ENTRIES SHOWN:
──────
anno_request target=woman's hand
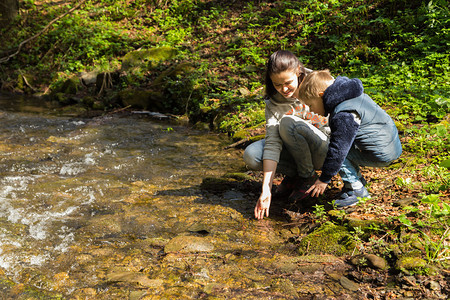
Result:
[306,179,328,197]
[255,189,272,220]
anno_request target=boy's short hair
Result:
[299,69,334,101]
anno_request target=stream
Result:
[0,95,357,300]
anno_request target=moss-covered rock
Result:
[298,223,356,256]
[396,255,427,273]
[200,177,236,192]
[122,47,177,71]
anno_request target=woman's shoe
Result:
[334,186,370,208]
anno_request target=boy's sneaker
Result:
[340,176,367,197]
[334,186,370,208]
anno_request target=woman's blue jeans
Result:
[244,116,328,178]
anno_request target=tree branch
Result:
[0,0,86,64]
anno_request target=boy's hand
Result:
[255,191,272,220]
[306,179,328,197]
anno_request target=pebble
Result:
[339,276,359,292]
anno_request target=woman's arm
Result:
[255,159,278,220]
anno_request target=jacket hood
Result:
[323,76,364,114]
──────
WHAT TO DO:
Copy out the data above exactly, except the pictures.

SOLUTION TO THIS TASK:
anno_request target=woman's hand
Result:
[306,179,328,197]
[255,189,272,220]
anno_request target=boy's short hair
Result:
[299,69,334,101]
anno_request target=stream
Result:
[0,95,357,300]
anno_request target=moss-covered rock
Result:
[298,223,356,256]
[396,255,427,273]
[200,177,236,192]
[122,47,177,71]
anno_request target=woman's shoe
Result:
[334,186,370,208]
anno_request target=boy's sneaker
Result:
[340,176,367,197]
[334,186,370,208]
anno_request target=woman's blue jeans
Result:
[244,116,328,178]
anno_request target=tree branch
Result:
[0,0,86,64]
anno_request target=boy's hand
Result:
[255,191,272,220]
[306,179,328,197]
anno_request target=pebble
Result:
[339,276,359,292]
anno_request target=woman's arm
Result:
[255,159,278,220]
anno_request target=jacket hood
Result:
[323,76,364,114]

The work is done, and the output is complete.